Task input:
══════

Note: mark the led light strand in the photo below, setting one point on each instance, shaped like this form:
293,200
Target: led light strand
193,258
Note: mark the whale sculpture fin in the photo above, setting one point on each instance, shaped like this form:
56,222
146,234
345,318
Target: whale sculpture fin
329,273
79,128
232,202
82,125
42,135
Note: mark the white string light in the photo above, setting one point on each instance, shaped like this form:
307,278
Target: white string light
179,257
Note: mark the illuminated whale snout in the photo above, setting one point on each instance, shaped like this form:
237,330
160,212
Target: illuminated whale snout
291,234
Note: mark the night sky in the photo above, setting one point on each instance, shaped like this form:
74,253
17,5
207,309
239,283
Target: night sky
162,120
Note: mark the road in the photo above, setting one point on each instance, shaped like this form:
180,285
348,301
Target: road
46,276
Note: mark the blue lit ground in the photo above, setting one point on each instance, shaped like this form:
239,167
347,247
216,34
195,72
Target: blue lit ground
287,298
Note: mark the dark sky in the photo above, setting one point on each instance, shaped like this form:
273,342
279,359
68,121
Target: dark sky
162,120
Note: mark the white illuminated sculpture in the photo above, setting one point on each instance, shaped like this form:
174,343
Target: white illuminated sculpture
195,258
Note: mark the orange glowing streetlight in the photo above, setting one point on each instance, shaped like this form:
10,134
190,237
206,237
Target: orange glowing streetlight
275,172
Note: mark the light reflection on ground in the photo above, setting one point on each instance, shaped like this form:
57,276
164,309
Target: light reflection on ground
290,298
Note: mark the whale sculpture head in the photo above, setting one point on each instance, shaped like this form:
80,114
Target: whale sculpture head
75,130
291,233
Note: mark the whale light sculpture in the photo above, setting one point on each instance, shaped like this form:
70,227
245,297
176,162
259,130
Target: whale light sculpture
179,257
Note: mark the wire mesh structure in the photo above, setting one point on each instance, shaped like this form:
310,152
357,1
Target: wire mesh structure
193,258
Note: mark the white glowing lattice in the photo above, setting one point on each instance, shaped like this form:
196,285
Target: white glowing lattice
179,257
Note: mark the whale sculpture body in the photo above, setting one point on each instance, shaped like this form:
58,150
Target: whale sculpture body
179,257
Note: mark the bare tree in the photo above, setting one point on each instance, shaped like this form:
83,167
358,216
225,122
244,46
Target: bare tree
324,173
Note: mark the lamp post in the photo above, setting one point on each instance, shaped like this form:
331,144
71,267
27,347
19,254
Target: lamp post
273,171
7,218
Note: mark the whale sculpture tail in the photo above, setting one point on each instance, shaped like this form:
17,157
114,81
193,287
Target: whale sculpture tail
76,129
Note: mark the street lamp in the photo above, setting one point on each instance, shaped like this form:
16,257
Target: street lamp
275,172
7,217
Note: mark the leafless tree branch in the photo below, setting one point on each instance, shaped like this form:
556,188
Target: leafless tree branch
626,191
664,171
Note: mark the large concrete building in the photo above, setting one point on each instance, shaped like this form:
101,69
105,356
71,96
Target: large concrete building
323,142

══════

Problem: Above are the entries; copy out every line among them that contains the word "below".

Reply to the exercise:
Note: mark the led light strand in the photo below, setting one point on each instance, shaped like this form:
Note: mark the leafless tree branch in the photo below, setting one point on each instance, shaped like this form:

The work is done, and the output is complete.